**Selected extract:**
Figure 1 The blue supply line is constrained by monthly production – price data from 1994 to 2008 and shows how supply became inelastic to demand post-2004. As demand continued to rise, prices rose exponentially to $148 / bbl in July 2008 before crashing all the way down again. The blue supply line in this chart is shown as a faint blue dashed line in all other charts to provide a frame of reference.

But first a look at the recent response of oil price dynamics to fluctuations in supply and demand.

OPEC spare capacity

Part of the key to understanding how the global oil market performs is to look at OPEC spare capacity data which gives a picture of how OPEC have provided or withheld capacity to try and retain order in the oil markets. OPEC suspending their market interventions has caused the recent oil price rout.

Figure 2 OPEC have tried to maintain order in the oil market. Rather than allow price fluctuations to control supply and demand, OPEC have aimed for a price that suits them and tried to maintain it by reducing and increasing supply in tune to fluctuations in global demand and non-OPEC supply. The picture of OPEC spare capacity therefore reflects fluctuations in the global oil market.

Over the past 10 years there have been three market cycles. Two of those have had roughly 3 years duration and amplitude of roughly 2 Mbpd (Figure 2). These sit either side of a larger cycle of 4 years duration and amplitude of 4 Mbpd caused by the 2008 financial crash. These cycles represent OPEC responding to global demand and non-OPEC supply changes. The smaller cycles may be viewed as “normal” and the larger cycle as rather extraordinary. OPEC intervention provided price stability of sorts. Without it we have price volatility that requires production to be balanced by varying demand and varying non-OPEC supply.

The spare capacity data suggests that demand / supply imbalance may last three years, requiring 18 months to work through to the mid-cycle point where over-supply turns to under-supply. It is by no means certain that the market will respond to the same time dynamic when we are now dependent upon natural production capacity wastage to occur as opposed to OPEC simply closing the spigot. But this is all I have to go on. The downturn in the current price cycle began last July and we are therefore just 6 months in. Another year of pain to go for the producers, that is unless OPEC decides to intervene.

Supply or Demand Driven Markets?

It is also difficult to discern if the current over-supply state is down to excess production capacity or a reduction in demand. Both are likely but my opinion is that the price rout is demand driven with many parts of the global economy performing badly – Japan, China and the EU to name but a few. These are about to be joined by OPEC, Russia and Canada.

The graphic below from the newly published December IEA OMR (oil market report) tends to confirm this view. 4Q14 supply is flat while demand is down. By 1Q15 a 2 Mbpd supply-demand gap is beginning to open tending to confirm the position laid out above.

Figure 2b The oil supply-demand view from the December IEA OMR.

Scenario 1

In 2015 demand falls by 2Mbpd relative to summer 2014 peak. New 2015 non-OPEC production capacity of 1.4 Mbpd (OPEC forecast) does not materialise leaving the supply curve as it is today.

**Items:**
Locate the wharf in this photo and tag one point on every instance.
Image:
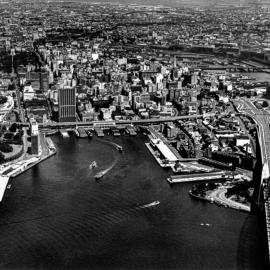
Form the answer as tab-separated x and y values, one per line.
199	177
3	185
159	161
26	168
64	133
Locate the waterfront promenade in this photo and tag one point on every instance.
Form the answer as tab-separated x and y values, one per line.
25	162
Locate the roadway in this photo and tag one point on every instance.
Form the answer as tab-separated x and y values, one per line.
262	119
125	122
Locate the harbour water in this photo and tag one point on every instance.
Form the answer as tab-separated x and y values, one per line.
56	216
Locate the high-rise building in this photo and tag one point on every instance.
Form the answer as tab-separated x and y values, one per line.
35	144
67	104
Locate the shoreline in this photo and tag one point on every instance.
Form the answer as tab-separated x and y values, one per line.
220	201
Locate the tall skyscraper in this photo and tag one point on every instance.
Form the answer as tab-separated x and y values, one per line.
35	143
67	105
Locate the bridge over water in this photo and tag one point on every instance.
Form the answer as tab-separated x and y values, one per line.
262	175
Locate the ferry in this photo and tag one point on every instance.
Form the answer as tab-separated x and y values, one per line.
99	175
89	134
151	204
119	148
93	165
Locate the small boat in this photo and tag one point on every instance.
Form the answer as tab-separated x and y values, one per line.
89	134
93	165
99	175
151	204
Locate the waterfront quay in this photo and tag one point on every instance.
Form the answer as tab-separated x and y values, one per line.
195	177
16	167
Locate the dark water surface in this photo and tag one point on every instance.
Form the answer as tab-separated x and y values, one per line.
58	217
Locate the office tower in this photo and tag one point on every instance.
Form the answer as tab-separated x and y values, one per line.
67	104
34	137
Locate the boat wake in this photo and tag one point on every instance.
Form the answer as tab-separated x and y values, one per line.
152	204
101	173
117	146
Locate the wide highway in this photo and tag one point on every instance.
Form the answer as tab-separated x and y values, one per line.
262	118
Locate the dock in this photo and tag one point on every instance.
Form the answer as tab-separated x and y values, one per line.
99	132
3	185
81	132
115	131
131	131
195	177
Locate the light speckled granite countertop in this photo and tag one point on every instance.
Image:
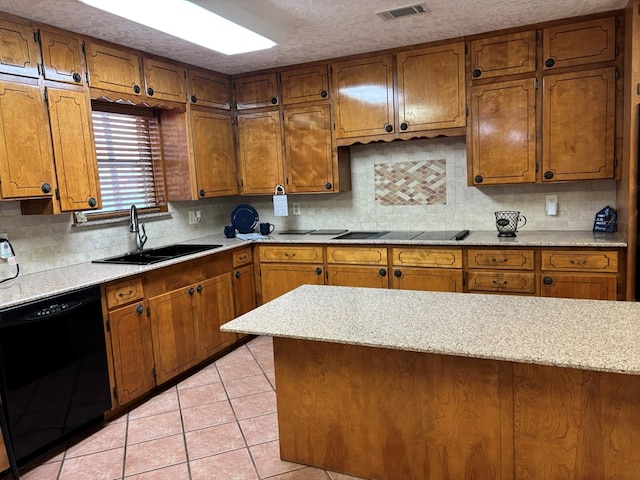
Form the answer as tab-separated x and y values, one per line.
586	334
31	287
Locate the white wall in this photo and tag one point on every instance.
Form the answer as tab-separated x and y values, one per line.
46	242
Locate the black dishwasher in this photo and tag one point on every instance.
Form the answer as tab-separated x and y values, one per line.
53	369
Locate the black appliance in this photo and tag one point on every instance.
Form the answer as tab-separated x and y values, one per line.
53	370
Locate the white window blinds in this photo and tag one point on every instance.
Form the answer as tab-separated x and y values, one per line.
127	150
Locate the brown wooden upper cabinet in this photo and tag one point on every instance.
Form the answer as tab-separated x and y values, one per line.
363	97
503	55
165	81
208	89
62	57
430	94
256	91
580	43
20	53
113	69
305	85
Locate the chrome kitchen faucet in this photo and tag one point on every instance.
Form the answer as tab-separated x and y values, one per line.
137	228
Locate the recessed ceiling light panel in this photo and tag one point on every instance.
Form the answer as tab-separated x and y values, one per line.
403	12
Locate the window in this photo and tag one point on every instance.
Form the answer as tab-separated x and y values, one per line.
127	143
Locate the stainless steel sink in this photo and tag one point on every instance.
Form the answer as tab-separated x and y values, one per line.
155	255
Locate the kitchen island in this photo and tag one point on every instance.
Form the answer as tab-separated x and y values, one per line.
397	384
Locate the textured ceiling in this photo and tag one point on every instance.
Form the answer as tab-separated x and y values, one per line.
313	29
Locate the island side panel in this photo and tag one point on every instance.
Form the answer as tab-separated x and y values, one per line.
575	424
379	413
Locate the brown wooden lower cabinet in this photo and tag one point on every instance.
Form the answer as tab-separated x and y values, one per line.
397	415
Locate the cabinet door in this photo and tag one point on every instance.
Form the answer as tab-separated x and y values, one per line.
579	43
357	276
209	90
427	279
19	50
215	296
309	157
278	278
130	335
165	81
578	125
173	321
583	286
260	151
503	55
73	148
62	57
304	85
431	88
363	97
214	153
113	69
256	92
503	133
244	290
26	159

--

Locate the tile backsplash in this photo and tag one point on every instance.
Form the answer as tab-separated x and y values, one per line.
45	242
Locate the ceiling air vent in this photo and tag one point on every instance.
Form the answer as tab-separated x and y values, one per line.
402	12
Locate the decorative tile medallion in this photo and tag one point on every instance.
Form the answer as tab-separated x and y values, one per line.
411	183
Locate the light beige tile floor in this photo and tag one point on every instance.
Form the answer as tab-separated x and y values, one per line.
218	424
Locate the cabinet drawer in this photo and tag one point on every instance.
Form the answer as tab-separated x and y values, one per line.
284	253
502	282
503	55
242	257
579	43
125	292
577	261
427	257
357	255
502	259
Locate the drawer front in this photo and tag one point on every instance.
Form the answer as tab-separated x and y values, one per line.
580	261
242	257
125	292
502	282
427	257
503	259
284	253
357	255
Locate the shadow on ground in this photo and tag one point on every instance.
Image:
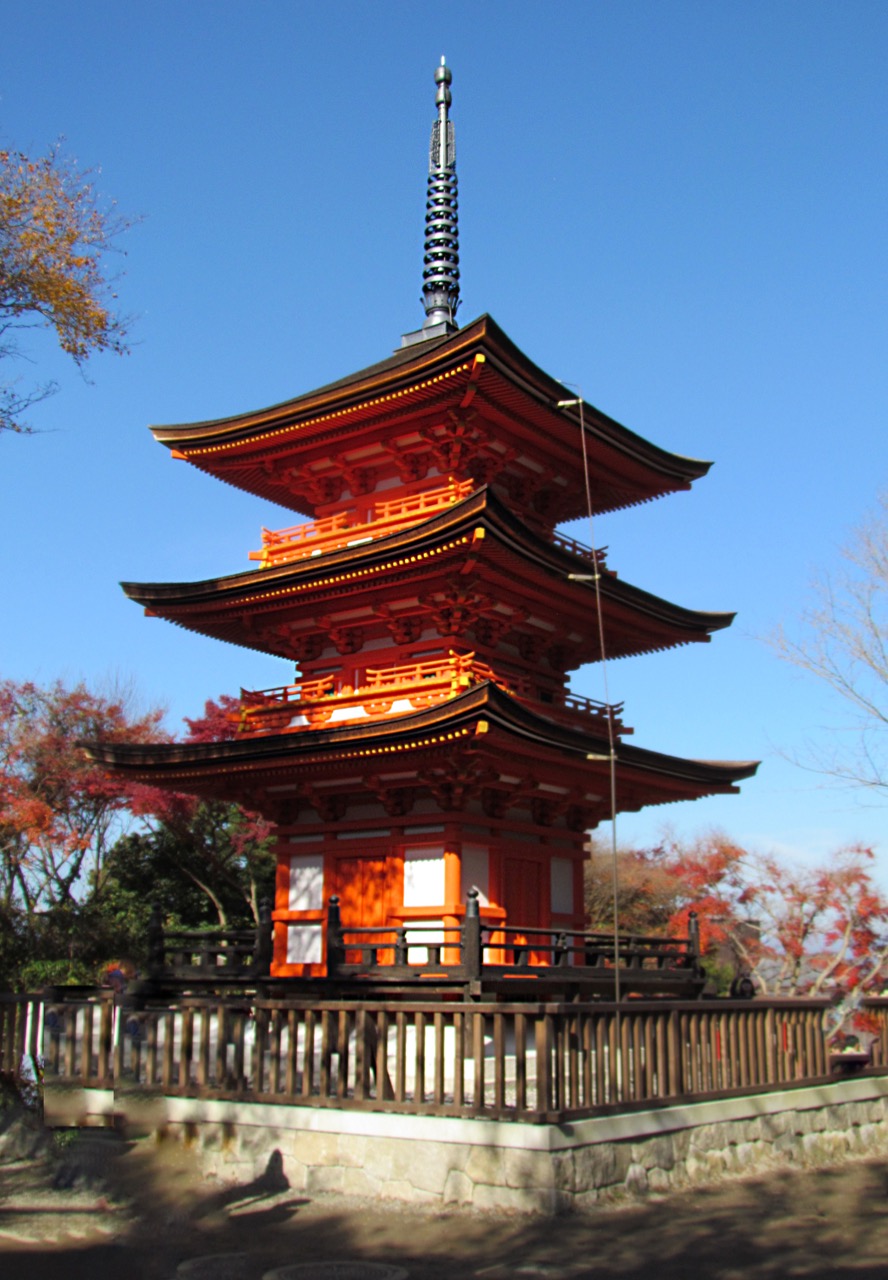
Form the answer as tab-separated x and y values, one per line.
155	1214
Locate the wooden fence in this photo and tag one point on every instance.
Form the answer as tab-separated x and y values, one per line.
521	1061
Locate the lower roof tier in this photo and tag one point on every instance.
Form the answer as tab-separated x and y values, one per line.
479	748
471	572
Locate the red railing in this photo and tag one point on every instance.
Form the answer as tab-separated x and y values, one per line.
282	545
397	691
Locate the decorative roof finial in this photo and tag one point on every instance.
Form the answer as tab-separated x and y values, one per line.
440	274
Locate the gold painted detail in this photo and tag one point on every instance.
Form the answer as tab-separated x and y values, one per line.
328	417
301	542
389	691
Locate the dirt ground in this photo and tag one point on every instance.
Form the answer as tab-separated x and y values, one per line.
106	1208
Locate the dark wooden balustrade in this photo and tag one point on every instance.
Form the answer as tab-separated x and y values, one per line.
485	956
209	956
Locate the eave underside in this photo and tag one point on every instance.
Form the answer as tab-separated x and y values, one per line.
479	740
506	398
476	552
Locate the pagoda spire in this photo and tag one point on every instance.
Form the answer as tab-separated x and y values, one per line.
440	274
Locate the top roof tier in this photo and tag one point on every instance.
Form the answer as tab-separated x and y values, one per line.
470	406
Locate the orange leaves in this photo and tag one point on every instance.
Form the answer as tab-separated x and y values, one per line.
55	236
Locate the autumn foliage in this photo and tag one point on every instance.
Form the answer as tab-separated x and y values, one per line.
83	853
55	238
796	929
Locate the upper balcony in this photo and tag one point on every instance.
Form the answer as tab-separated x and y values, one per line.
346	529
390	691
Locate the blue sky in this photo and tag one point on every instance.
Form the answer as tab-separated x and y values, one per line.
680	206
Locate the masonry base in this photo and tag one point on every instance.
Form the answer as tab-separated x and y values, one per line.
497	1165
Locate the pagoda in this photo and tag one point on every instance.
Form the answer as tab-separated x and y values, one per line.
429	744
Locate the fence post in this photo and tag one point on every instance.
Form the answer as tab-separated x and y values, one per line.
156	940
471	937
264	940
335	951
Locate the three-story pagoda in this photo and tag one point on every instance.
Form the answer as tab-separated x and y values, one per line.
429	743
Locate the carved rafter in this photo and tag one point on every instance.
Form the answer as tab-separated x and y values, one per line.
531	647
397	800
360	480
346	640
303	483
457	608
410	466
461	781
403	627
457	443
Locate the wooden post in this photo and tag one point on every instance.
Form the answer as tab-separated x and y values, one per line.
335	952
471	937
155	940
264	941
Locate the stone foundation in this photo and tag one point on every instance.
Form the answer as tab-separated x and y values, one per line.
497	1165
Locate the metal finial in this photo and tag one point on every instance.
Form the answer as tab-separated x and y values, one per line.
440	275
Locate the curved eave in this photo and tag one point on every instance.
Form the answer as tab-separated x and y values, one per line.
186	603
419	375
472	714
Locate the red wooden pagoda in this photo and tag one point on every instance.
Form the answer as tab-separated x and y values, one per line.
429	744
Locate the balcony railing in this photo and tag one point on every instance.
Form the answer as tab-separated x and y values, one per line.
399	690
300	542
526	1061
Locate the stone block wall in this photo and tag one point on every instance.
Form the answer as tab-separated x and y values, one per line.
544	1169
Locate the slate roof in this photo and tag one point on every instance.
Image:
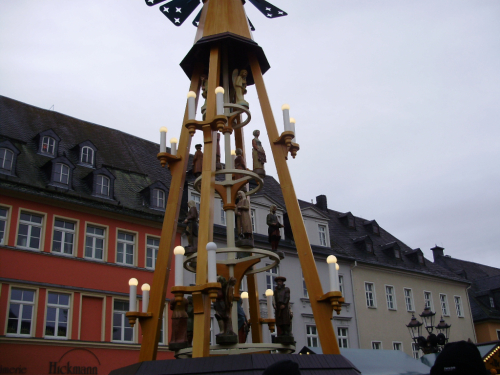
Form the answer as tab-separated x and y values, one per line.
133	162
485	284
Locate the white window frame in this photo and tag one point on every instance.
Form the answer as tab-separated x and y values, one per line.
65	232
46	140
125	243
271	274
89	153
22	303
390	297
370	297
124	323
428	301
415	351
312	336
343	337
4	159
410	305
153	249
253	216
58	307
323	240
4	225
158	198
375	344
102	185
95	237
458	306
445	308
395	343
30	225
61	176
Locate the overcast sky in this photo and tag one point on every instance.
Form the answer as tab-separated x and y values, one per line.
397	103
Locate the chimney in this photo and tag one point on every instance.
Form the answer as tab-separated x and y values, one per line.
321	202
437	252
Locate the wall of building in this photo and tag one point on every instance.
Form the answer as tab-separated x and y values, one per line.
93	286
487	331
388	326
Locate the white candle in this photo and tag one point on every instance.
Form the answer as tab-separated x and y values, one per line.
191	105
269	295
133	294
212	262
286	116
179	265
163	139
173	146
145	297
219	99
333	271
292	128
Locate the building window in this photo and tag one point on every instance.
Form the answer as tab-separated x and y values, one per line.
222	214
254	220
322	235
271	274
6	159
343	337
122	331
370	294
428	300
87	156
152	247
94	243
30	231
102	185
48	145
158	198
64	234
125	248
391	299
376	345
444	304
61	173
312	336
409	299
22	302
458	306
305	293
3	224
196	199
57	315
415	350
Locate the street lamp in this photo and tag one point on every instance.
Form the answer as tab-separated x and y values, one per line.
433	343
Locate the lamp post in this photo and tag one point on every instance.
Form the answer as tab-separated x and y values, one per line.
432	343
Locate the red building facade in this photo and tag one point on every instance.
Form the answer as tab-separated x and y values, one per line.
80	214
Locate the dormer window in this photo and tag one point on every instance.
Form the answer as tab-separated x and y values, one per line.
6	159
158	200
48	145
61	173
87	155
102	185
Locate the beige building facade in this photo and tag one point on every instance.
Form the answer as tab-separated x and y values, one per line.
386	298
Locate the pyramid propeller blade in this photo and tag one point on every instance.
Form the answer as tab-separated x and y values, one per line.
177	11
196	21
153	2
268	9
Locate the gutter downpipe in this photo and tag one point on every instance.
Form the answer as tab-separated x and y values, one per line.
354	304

--

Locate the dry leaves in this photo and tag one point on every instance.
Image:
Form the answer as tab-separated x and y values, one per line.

**Objective 1:** Quote the oil market text, beginning at the words "The spare capacity" and stopping after "Demand Driven Markets?".
**Objective 2:** List every economy or producer that the oil market text names as either performing badly or about to join those that are.
**Objective 3:** Proceed with the oil market text from the point where it stops.
The records come from a different source than the oil market text.

**Written response 1:**
The spare capacity data suggests that demand / supply imbalance may last three years, requiring 18 months to work through to the mid-cycle point where over-supply turns to under-supply. It is by no means certain that the market will respond to the same time dynamic when we are now dependent upon natural production capacity wastage to occur as opposed to OPEC simply closing the spigot. But this is all I have to go on. The downturn in the current price cycle began last July and we are therefore just 6 months in. Another year of pain to go for the producers, that is unless OPEC decides to intervene.

Supply or Demand Driven Markets?

**Written response 2:** Japan, China, the EU, OPEC, Russia, Canada

**Written response 3:**
This leaves the oil price around $60 a year from now (Figure 3). In the interim the price may go a lot lower as production capacity continues to rise before falling back to current level at year end; and because of short term trends driven by speculation.

Figure 3 Scenario 1 December 2015. Supply capacity grows and then falls back to where it is today. Underlying ills in the global economy sees demand drop 2 Mbpd from the July 2014 peak. The price ends up at around $60 / bbl, where it is today. But in the interim may go on an excursion to lower prices followed by recovery. Note that the 2014 demand line is retained in other charts to provide a frame of reference.

In 2016, low price causes a fall in global oil production capacity of 1 Mbpd and an increase in demand of 1 M bpd. These very small adjustments see the oil price rebound to $105 / bbl by December 2016 (Figure 4). Every cloud appears to have a silver lining if you are an oil producer, but global oil production capacity is cut by 1 M bpd in the process.

Figure 4 The low price of 2015 gives the oil industry a hangover in 2016 and supply drops 1 Mbpd. At the same time consumers party and falling supply collides with rising demand sending the oil price back up to $105 / bbl by December 2016.

Scenario 2

Under Scenario 2, the oil price rout causes high cost, high debt producers to default on loans creating a new banking crisis that spills over to the main economy. Re-run of 2008/9 though perhaps worse since most banks and national government balance sheets have not recovered from prior crisis.

Demand falls by 4Mbpd relative to summer 2014 peak, but supply capacity is also cut by 1 Mbpd owing to shale and other high cost operators going out of business. In December 2015 the oil price stands at $45 / bbl (Figure 5).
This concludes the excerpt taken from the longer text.